- _EXTRAIT_:
____________________
Après seulement une centaine de pas, le héros aperçoit un vieil homme endormi profondément dans une petite grotte, une longue barbe et de longs cheveux ne pouvait cacher son visage creusé par le temps. Héraclès s'approche lentement, à pas de velours... quand CRAC ! une branche cède sous son poids réveillant brusquement le vieillard. Pris de panique, ce dernier utilise la ruse classique des divinités marines : la métamorphose. Malheureusement pour lui, les mains robustes du héros tiennent déjà solidement ses membres et il a beau s'épuiser à se changer en pierre, en animal sauvage ou en en plante verte, il ne parvient pas à se libérer de l'étau qui le tient prisonnier. Vaincu par la force herculéenne, Nérée accepte de livrer quelques renseignements.
Hercule luttant contre Nérée, lécythe à figures noires, 500-490 avJC.
Sans lâcher le vieux magicien, Héraclès apprend que les pommiers aux fruits d'or sont gardés par un serpent aux cent cris différents, dans un jardin de l'Extrême Occident où vivent les nymphes Hespérides("Occidentales"). Mais ces informations un peu vagues laissent Héraclès dans le flou et Nérée profite de ce moment d'inattention pour se transformer en serpent et se faufiler entre deux pierres. Peu importe, le héros se dirige déjà vers les terres de l'ouest qu'il a eu l'occasion de visiter lors de son périple dans le royaume de Géryon. Après quelques jours de voyage il atteint la région de Tartessos (dans l'actuelle Andalousie) et, sans le savoir, il est tout proche du jardin des Hespérides. Cependant, il ne parvient pas à découvrir l'entrée du lieu sacré que lui a décrit Nérée et, bien vite, il se met à tourner en rond fouillant chaque recoin du sud-ouest de la péninsule ibérique. Le héros est dans l'embarras : bien qu'il sache où se situent les pommes d'or il ne sait pas comment y parvenir. Il se résout donc à aller consulter le Titan Prométhée, frère d'Atlas, qui sera certainement en mesure de l'aider dans sa quête ; le seul souci est que Prométhée se trouve enchaîné sur le Caucase, à l'autre bout de l'Europe...
____________________
- _DONNÉES FOURNIES_:
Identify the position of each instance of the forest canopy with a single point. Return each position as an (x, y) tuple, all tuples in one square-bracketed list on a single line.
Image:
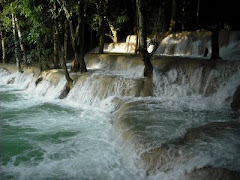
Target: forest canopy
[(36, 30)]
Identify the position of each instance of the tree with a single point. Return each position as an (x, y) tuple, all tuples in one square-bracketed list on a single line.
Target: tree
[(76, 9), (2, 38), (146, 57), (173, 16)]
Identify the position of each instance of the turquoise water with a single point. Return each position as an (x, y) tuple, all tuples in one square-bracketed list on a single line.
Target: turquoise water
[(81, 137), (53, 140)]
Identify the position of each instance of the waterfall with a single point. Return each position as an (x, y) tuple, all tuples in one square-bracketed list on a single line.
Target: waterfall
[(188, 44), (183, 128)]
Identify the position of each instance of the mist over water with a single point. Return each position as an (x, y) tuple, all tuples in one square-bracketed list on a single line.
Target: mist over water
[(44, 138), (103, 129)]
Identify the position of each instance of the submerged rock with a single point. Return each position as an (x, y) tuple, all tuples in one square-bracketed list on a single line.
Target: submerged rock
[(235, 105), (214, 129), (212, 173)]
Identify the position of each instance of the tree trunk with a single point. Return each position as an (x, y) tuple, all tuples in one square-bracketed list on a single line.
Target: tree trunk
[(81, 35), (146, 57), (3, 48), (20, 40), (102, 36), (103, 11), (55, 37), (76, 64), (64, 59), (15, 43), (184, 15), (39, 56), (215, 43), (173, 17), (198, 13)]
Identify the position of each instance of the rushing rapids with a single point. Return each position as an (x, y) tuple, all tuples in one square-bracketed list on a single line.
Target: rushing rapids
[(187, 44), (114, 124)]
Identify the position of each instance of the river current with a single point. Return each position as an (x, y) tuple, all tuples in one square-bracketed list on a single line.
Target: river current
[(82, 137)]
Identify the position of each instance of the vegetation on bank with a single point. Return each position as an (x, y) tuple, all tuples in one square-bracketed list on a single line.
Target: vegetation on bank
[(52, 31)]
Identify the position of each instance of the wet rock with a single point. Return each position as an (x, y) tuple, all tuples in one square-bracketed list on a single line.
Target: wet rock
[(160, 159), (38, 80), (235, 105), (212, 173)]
____________________
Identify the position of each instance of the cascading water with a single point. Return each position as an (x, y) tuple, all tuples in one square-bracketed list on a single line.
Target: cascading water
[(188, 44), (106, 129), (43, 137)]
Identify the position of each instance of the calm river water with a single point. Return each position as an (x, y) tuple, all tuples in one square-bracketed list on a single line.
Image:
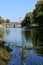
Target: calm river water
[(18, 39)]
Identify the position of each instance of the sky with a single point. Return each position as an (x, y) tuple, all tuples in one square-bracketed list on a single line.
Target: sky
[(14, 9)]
____________________
- _TÂCHES À FAIRE_:
- a) Recopiez le passage du récit sur Héraclès entre « Après seulement une » et « livrer quelques renseignements. », inclus.
- b) Dans le récit sur Héraclès, en quoi Nérée se transforme-t-il ? Donnez toutes les formes citées.
- c) Reprenez le récit sur Héraclès là où il s'arrête.
Les données sont un ensemble à part, sans lien avec le récit sur Héraclès.

- _RÉPONSES PAR TÂCHE_:
- a)
Après seulement une centaine de pas, le héros aperçoit un vieil homme endormi profondément dans une petite grotte, une longue barbe et de longs cheveux ne pouvait cacher son visage creusé par le temps. Héraclès s'approche lentement, à pas de velours... quand CRAC ! une branche cède sous son poids réveillant brusquement le vieillard. Pris de panique, ce dernier utilise la ruse classique des divinités marines : la métamorphose. Malheureusement pour lui, les mains robustes du héros tiennent déjà solidement ses membres et il a beau s'épuiser à se changer en pierre, en animal sauvage ou en en plante verte, il ne parvient pas à se libérer de l'étau qui le tient prisonnier. Vaincu par la force herculéenne, Nérée accepte de livrer quelques renseignements.

- b)
- pierre
- animal sauvage
- plante verte
- serpent

- c)
En quelques jours, Héraclès franchit le détroit de Gibraltar d'où s'élèvent les colonnes à son nom, et parcourt toute l'Afrique du nord en longeant le littoral. Il traverse sans incident la Mauritanie, la Petite et la Grande Syrte (l'actuelle Tunisie et l'ouest de la Libye) avant de se voir retarder à l'est de Cyrène, en Libye, par le géant Antée (ou Antaios), fils de Gaia, la Terre. Ce roi cruel a pour habitude de couronner le temple de Poséidon avec les crânes des pauvres voyageurs qui traversent sa région. Le héros, bien loin d'être impressionné, accepte sans hésiter le combat que lui propose le libyen et il n'a d'ailleurs pas beaucoup le choix s'il veut poursuivre sa route. Les deux guerriers s'empoignent et, à la manière des lutteurs classiques, Héraclès tente de projeter le colosse au sol ; mais bien vite il s'aperçoit que c'est peine perdue : à chaque fois, Antée retrouve ses forces au contact de sa mère, la Terre. Pour le vaincre, le héros procède à l'inverse de la lutte habituelle, il saisit le géant à la taille, le soulève et le maintient suspendu ainsi, sans plus aucun contact avec le sol. Sentant ses forces l'abandonner, Antée tente en vain de se défaire de l'étreinte fatale de son adversaire ; Héraclès ne lâche prise qu'au moment où le fils de Gaia n'est déjà plus de ce monde.
Hercule et Antée, bronze,
Jean De Bologne, XVIème siècle.
Hercule soulevant Antée,
Zurbarán, 1637.
Une spectatrice inattendue a suivi avec passion le combat qui vient de s'achever : c'est Iphinoé, la femme du géant. D'abord attristée par la mort de son époux, elle ne peut résister longtemps au charme de son vainqueur. A peine a-t-il rendu à la Terre la dépouille de son fils que le héros voit cette femme se jeter à son cou et s'offrir à lui ; de cette union naîtra un fils du nom de Palaimon.
Fatigué par son combat et par sa nuit d'ivresse amoureuse, Héraclès s'endort à même le sol dans un sommeil lourd et régénérateur. C'est alors qu'il est attaqué sans s'en rendre compte par une horde de pygmées venu du sud-ouest de l'Egypte ; les petits hommes profitent du repos du héros pour ligoter solidement ses poignets et ses chevilles. Ce dernier se réveille, sentant des fourmillements sur tout son corps, et se libère sans peine de ses liens. Il observe calmement la fuite des pygmées et range les cordelettes (pour les enseigner à Eurysthée) dans un pan de sa peau de lion en souvenirs de cet étrange épisode.
Hercule attaqué par les Pygmées, gravure de Cornelis Cort (d'après Flans Floris), 1563.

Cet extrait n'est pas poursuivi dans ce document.